(Records excerpted from a collection)
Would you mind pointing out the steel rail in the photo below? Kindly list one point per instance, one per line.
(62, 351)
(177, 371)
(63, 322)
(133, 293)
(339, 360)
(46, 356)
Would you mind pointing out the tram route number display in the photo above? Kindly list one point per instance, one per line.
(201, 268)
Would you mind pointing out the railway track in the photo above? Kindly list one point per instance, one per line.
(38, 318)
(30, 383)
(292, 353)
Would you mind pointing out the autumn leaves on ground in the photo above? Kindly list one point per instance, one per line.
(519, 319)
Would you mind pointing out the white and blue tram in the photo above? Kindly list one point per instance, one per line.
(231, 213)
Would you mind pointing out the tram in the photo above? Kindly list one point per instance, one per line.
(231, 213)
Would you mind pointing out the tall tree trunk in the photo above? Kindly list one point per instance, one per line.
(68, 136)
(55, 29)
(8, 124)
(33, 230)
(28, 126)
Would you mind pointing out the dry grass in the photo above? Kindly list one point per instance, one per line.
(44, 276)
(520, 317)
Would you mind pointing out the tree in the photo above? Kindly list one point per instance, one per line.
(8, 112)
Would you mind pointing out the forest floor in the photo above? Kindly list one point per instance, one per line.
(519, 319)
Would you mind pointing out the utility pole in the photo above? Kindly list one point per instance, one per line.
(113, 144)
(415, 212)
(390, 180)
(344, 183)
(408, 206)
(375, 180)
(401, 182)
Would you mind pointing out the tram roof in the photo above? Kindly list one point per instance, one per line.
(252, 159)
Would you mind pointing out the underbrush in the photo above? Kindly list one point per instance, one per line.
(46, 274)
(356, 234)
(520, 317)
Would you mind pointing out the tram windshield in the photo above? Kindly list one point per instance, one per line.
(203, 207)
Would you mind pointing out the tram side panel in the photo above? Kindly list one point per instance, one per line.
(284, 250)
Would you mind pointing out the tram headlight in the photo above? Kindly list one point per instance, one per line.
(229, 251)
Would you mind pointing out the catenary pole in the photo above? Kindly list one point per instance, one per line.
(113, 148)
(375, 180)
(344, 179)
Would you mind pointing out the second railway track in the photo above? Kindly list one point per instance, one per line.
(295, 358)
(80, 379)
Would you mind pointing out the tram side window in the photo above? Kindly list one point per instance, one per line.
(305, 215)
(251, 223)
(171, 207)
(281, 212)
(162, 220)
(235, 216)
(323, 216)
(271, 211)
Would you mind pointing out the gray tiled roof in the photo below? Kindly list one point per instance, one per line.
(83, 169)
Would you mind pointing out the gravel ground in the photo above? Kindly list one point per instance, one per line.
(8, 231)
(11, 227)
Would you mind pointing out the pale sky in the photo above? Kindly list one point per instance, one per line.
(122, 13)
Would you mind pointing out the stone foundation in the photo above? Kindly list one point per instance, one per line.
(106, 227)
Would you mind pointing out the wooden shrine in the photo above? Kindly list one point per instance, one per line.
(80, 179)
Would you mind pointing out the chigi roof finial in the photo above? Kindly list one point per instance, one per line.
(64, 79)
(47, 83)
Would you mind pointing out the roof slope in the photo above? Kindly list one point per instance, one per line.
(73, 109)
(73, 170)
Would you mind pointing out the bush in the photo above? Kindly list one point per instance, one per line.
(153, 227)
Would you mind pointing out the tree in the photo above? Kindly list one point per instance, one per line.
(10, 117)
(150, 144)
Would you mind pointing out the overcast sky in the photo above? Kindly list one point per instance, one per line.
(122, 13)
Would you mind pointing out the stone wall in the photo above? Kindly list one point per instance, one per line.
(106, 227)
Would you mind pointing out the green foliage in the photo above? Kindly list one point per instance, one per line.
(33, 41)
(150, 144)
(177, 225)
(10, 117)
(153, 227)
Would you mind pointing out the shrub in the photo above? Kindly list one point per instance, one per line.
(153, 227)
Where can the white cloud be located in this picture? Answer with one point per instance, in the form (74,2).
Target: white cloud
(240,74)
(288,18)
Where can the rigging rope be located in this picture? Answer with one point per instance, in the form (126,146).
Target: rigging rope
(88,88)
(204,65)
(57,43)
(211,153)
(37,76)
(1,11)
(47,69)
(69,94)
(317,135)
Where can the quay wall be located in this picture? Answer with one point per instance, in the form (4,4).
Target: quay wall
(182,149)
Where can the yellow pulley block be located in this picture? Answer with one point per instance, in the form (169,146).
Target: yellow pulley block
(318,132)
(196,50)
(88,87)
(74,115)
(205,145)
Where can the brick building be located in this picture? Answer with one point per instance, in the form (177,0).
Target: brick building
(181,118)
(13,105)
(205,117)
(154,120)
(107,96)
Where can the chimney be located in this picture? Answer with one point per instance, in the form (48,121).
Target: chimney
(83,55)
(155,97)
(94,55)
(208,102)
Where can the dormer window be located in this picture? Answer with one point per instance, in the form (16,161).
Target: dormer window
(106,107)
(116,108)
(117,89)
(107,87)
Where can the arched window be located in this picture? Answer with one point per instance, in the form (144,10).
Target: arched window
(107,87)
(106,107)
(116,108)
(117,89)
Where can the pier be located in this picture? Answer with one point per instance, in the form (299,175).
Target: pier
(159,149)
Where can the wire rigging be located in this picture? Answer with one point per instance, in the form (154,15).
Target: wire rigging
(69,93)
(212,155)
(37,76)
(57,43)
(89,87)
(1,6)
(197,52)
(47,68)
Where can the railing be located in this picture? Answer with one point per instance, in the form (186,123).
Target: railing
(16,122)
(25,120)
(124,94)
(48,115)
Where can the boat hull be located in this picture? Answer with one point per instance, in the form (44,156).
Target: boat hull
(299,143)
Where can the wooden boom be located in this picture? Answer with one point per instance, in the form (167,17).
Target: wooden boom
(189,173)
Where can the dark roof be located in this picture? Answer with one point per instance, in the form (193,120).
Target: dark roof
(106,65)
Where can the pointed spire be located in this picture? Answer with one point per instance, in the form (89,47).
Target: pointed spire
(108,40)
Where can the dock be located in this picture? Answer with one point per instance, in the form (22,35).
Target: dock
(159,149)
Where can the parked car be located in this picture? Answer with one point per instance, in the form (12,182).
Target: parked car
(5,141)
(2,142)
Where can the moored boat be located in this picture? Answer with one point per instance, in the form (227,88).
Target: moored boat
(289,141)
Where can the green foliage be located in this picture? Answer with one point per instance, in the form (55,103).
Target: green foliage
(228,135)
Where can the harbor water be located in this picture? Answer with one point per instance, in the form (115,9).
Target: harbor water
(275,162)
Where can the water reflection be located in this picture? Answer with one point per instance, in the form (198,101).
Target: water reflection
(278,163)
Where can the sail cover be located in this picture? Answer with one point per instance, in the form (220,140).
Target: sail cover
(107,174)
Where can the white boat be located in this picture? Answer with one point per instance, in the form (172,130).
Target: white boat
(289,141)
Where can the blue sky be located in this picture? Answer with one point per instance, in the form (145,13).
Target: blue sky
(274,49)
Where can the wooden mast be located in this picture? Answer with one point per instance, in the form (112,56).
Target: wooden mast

Exercise instructions: Take the records above and return them exactly as written.

Reply:
Would you mind pointing out the steel rail in the photo below? Kindly list one point per instance, one per line.
(62, 351)
(177, 371)
(63, 322)
(133, 293)
(339, 360)
(46, 356)
Would you mind pointing out the tram route number display in the photo above? Kindly list one point per instance, one per line.
(201, 268)
Would you mind pointing out the railway track in the photo above? Kindly list one point per instance, one per line.
(38, 318)
(30, 383)
(292, 353)
Would you mind pointing out the autumn leaves on ground in the photo above? Kindly list one point per instance, one per line.
(519, 319)
Would you mind pointing out the white and blue tram in the photo above? Kindly list one point per instance, one per line.
(231, 213)
Would you mind pointing out the tram in the photo above? Kindly list one point per instance, one per line.
(231, 213)
Would you mind pointing out the tall tree trunk in the photo above? Kindly list one point per instance, one per line.
(68, 136)
(55, 29)
(8, 124)
(33, 230)
(28, 126)
Would you mind pointing out the dry grass in the photo above? Kindly list one point per instance, one per line.
(44, 276)
(520, 317)
Would you mind pointing out the tree in the photo above? Kindly list one point per instance, one per line.
(8, 112)
Would you mind pointing out the forest floor in the photo above? Kindly list one point per instance, one per line.
(519, 319)
Would you mind pointing out the utility pole in the photo above? Kindly list one point per instance, one per line.
(113, 144)
(415, 212)
(390, 180)
(344, 183)
(408, 206)
(375, 180)
(401, 182)
Would you mind pointing out the tram roof in the photo above? Kindly list one point per instance, one per line.
(252, 159)
Would you mind pointing out the underbrush in the photo above? Kindly list one point per instance, one per line.
(46, 274)
(356, 234)
(520, 317)
Would you mind pointing out the tram windshield in the photo above? Kindly list one point per instance, one per line.
(203, 207)
Would you mind pointing out the tram side panel in the photo above? Kindly list one point per instance, one per line.
(284, 250)
Would you mind pointing out the tram headlight in the photo above? Kindly list one point per instance, one per line.
(229, 251)
Would you mind pointing out the catenary pole in the photo above? Kindly list one point per instance, one per line.
(113, 148)
(375, 180)
(344, 179)
Would you mind pointing out the second railway track in the photo above? Kindly list one point per instance, one per line.
(295, 358)
(80, 379)
Would you mind pointing out the tram side window in the photo above? Kindly list one point per instance, one per line.
(305, 215)
(251, 223)
(171, 207)
(281, 212)
(162, 220)
(235, 216)
(323, 216)
(271, 211)
Would you mind pointing out the gray tiled roof in the photo below? Kindly list one point per instance, one per line.
(83, 169)
Would you mind pointing out the gravel ground in the photo above? Kindly list one point per instance, one per line.
(8, 231)
(11, 227)
Would you mind pointing out the pale sky in the photo above? Kindly list one point per instance, one per line.
(122, 13)
Would you mind pointing out the stone foundation in the photo above? Kindly list one point per instance, one per line.
(106, 227)
Would you mind pointing out the wooden shrine in the photo above? Kindly list one point per instance, one per line.
(80, 179)
Would you mind pointing out the chigi roof finial in the photo above? Kindly list one point per instance, one per line.
(64, 79)
(47, 83)
Would you mind pointing out the roof slope in the photo above? Kindly list one point per instance, one per line.
(73, 109)
(73, 170)
Would you mind pointing out the bush in the photo above? Kindly list one point per instance, one per line.
(153, 227)
Would you mind pointing out the tree in the photo above? Kindly list one point per instance, one per line.
(10, 117)
(150, 144)
Would you mind pointing out the overcast sky in the photo above? Kindly list one point per instance, one per line.
(122, 13)
Would you mind pointing out the stone wall in the photo above? Kindly list one point per instance, one per line.
(106, 227)
Would you mind pointing out the green foliage in the photo above? Kindly list one point per instance, one per line.
(33, 41)
(150, 144)
(177, 225)
(10, 117)
(153, 227)
Would you mind pointing out the shrub in the photo above? Kindly list one point per instance, one per line.
(153, 227)
Where can the white cloud be located in this picture? Answer with one point per instance, in the form (74,2).
Target: white cloud
(240,74)
(288,18)
Where can the rigging rope be located in this picture? Answer with one point per instance, in the form (126,146).
Target: rigging rope
(88,88)
(204,65)
(57,43)
(211,153)
(37,76)
(1,11)
(47,69)
(69,94)
(317,135)
Where can the quay wall be located in this picture? Answer with one point per instance, in the form (4,4).
Target: quay wall
(182,149)
Where can the yellow pulley block be located in this picture? Answer with one point per instance, in the form (169,146).
Target: yellow pulley block
(318,132)
(196,50)
(88,87)
(74,115)
(205,145)
Where can the brick building be located in this picture? Answer with one point per instance, in the form (177,0).
Target: brick building
(181,118)
(13,105)
(205,117)
(154,120)
(107,96)
Where can the chimney be located in this picture? Answer with one point per instance, in the form (48,121).
Target: chimney
(83,55)
(155,97)
(94,55)
(208,102)
Where can the dormer window be located in this picture? Answer with one point per instance, in the form (16,161).
Target: dormer window
(106,107)
(116,108)
(117,89)
(107,87)
Where can the arched window be located in this picture? Answer with one point per instance, in the form (144,10).
Target: arched window
(107,87)
(106,107)
(116,108)
(117,89)
Where can the pier be located in this picture? Answer with one point per instance, in the form (299,175).
Target: pier
(159,149)
Where can the wire rigging be located in this picture? Answer with one point per instance, in the form (154,15).
Target: wire rigging
(69,93)
(212,155)
(37,76)
(57,43)
(89,87)
(1,6)
(197,52)
(47,68)
Where can the railing be located in this picture? Answer with one point per instance, in the form (186,123).
Target: railing
(16,122)
(25,120)
(124,94)
(48,115)
Where can the boat hull be located in this picture? Answer with one point per instance, in the form (44,156).
Target: boat hull
(299,143)
Where can the wooden boom be located in this picture? Answer with one point per instance, in the form (167,17).
Target: wooden boom
(189,173)
Where can the dark roof be located in this picture? Answer with one point per instance, in the form (193,120).
Target: dark roof
(106,65)
Where can the pointed spire be located in this picture? Answer with one point per instance, in the form (89,47).
Target: pointed spire
(108,40)
Where can the dock be located in this picture? Answer with one point per instance, in the form (22,35).
Target: dock
(159,149)
Where can the parked car be located in this picture? Answer with one point per instance, in the form (12,182).
Target: parked car
(5,141)
(2,142)
Where can the moored boat be located in this picture? Answer with one point per instance, in the form (227,88).
Target: moored boat
(289,141)
Where can the green foliage be located in this picture? Answer with one point per instance, in the form (55,103).
Target: green foliage
(228,135)
Where can the harbor water be located in this picture? Answer with one point per instance, in the form (115,9).
Target: harbor water
(275,162)
Where can the water reflection be located in this picture? Answer with one point per instance, in the form (198,101).
Target: water reflection
(278,163)
Where can the sail cover be located in this picture? Answer with one point per instance, in the form (220,140).
Target: sail cover
(107,174)
Where can the white boat be located in this picture? Answer with one point per instance, in the form (172,130).
Target: white boat
(289,141)
Where can the blue sky be located in this picture? Answer with one point per instance, in the form (145,13).
Target: blue sky
(274,49)
Where can the wooden mast be located in this picture? Answer with one point per instance, in the form (112,56).
Target: wooden mast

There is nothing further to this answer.